--- Objective ---
Rewrite the items between the lines containing "Segment every instance of the white onesie." and "134 138 L 137", inclusive, keeping the requests and format samples unchanged. Multiply every coordinate in the answers by 0.55 and round each result to a whole number, with halves rounded up.

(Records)
++++++++++++++++++++
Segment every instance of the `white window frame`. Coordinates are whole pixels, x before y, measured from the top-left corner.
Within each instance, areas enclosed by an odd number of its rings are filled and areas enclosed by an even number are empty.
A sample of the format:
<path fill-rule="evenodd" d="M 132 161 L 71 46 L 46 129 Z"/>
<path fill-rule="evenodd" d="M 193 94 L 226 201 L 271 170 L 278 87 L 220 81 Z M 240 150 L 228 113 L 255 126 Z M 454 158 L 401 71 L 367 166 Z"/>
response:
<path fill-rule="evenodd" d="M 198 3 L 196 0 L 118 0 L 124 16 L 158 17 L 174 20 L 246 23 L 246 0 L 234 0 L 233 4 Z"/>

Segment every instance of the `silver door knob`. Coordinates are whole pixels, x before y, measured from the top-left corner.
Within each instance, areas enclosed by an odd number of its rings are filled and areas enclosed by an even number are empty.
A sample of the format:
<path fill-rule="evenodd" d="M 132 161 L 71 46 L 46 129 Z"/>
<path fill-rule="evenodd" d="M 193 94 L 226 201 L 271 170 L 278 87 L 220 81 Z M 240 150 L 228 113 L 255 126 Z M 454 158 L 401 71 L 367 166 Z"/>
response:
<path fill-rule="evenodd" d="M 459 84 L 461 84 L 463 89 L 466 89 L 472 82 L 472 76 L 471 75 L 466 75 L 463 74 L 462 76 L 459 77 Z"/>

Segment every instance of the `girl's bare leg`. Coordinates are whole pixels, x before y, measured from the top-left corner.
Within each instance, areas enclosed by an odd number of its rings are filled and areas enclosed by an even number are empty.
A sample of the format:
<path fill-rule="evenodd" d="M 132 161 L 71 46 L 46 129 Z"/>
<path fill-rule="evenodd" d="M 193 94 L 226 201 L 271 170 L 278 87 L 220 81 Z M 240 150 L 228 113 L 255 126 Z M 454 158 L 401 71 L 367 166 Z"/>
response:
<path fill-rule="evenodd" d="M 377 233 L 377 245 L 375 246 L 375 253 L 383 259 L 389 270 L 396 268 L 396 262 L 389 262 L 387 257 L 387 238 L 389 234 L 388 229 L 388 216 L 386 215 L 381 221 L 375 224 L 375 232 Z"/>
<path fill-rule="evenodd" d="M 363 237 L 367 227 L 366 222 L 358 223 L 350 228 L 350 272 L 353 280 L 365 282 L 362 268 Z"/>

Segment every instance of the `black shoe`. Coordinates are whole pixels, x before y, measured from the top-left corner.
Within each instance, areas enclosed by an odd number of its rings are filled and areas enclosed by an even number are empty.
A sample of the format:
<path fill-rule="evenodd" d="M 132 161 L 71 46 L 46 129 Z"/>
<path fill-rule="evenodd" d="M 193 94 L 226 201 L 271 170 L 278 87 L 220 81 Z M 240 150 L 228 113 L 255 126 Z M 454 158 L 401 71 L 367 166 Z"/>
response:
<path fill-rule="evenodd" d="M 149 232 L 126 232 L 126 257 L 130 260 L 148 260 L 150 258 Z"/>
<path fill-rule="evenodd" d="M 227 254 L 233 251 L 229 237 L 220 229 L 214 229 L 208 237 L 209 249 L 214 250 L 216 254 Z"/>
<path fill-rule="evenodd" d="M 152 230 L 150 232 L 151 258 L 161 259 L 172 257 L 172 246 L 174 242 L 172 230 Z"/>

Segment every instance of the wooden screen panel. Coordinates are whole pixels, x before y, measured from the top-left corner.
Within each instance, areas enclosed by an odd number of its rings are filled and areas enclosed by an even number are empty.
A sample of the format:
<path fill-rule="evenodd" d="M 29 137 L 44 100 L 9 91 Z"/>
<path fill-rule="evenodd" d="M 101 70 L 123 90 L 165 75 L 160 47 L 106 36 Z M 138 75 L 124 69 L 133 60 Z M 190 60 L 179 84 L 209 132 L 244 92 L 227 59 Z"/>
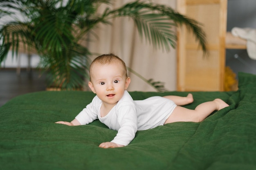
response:
<path fill-rule="evenodd" d="M 222 91 L 227 0 L 181 0 L 177 3 L 180 12 L 202 24 L 209 54 L 204 56 L 193 35 L 186 28 L 178 31 L 177 90 Z"/>

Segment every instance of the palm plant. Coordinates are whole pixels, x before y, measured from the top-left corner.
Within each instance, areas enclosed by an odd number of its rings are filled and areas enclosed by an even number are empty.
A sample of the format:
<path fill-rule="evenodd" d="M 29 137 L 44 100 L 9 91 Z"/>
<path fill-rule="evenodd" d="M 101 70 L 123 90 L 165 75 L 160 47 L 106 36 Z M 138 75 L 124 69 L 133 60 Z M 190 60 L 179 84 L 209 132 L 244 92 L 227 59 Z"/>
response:
<path fill-rule="evenodd" d="M 205 37 L 200 24 L 171 7 L 137 0 L 117 9 L 98 12 L 106 0 L 2 0 L 0 17 L 0 63 L 9 51 L 17 54 L 20 44 L 26 50 L 35 49 L 47 71 L 49 85 L 62 89 L 81 87 L 88 77 L 91 52 L 80 43 L 100 23 L 128 17 L 134 21 L 141 38 L 166 51 L 175 46 L 173 27 L 185 24 L 192 31 L 204 51 Z M 18 13 L 22 19 L 7 20 Z"/>

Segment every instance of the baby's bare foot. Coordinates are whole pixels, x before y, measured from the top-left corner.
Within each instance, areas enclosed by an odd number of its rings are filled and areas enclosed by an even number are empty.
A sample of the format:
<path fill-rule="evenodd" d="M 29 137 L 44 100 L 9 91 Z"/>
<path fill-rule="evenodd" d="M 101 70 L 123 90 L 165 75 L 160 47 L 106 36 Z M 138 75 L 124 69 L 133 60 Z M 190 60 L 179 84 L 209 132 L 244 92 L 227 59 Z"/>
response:
<path fill-rule="evenodd" d="M 227 107 L 228 106 L 229 106 L 229 105 L 227 104 L 225 102 L 224 102 L 220 98 L 216 98 L 213 100 L 217 105 L 217 110 L 219 111 L 220 109 L 222 109 L 226 107 Z"/>
<path fill-rule="evenodd" d="M 189 103 L 191 103 L 194 101 L 194 99 L 193 98 L 193 95 L 191 93 L 189 93 L 188 96 L 186 96 L 187 100 Z"/>

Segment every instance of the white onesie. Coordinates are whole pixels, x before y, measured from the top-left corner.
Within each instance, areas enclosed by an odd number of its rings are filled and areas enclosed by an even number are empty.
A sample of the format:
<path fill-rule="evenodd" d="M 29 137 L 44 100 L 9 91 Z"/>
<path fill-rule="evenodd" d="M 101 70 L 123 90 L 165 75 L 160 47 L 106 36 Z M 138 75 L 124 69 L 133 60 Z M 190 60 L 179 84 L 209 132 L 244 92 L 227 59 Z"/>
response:
<path fill-rule="evenodd" d="M 134 138 L 137 130 L 163 125 L 177 106 L 170 100 L 160 96 L 134 101 L 127 91 L 117 105 L 102 118 L 100 114 L 101 104 L 101 100 L 96 96 L 76 119 L 84 125 L 98 118 L 110 129 L 118 131 L 111 142 L 124 146 Z"/>

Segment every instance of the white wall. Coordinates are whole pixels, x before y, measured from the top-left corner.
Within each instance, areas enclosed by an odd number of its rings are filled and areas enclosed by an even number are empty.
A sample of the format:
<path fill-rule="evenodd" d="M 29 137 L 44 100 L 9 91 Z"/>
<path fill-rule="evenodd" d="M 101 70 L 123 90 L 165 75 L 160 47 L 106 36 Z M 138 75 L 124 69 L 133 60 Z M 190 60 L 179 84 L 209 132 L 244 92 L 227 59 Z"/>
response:
<path fill-rule="evenodd" d="M 13 57 L 11 52 L 8 54 L 7 57 L 4 62 L 1 63 L 2 68 L 16 68 L 19 65 L 21 68 L 27 68 L 29 66 L 29 57 L 26 54 L 20 54 L 18 57 L 16 55 Z M 31 55 L 30 58 L 30 67 L 36 68 L 40 59 L 39 57 L 35 54 Z"/>

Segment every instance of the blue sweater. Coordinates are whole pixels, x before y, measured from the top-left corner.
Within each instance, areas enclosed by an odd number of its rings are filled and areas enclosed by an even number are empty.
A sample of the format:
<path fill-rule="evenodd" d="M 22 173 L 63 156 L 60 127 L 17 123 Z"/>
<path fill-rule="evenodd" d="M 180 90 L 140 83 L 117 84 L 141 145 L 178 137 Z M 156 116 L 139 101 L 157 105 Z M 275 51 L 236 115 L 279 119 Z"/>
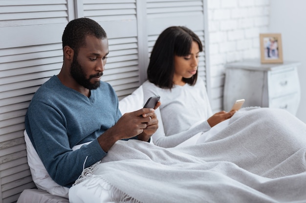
++++++++++++++++++++
--- Output for this exercise ---
Segment every instance of the white onesie. Coordinates are whole pixels, x before y, measured from the top-left corner.
Within each instance, areas enclosed by an odd number of its rings are filled and areas enclosed by an even number are empty.
A sample of the format:
<path fill-rule="evenodd" d="M 29 137 L 44 100 L 9 91 Z"/>
<path fill-rule="evenodd" d="M 101 70 L 123 90 L 165 75 L 160 47 L 106 36 Z M 138 75 L 124 69 L 133 60 Z M 190 60 L 179 84 L 209 132 L 244 92 L 227 59 Z"/>
response:
<path fill-rule="evenodd" d="M 74 76 L 75 72 L 90 69 L 97 58 L 94 55 L 88 53 L 74 56 L 70 50 L 64 58 L 56 65 L 55 63 L 56 57 L 56 55 L 53 53 L 42 65 L 46 69 L 54 65 L 61 71 L 65 72 L 61 78 L 68 80 Z"/>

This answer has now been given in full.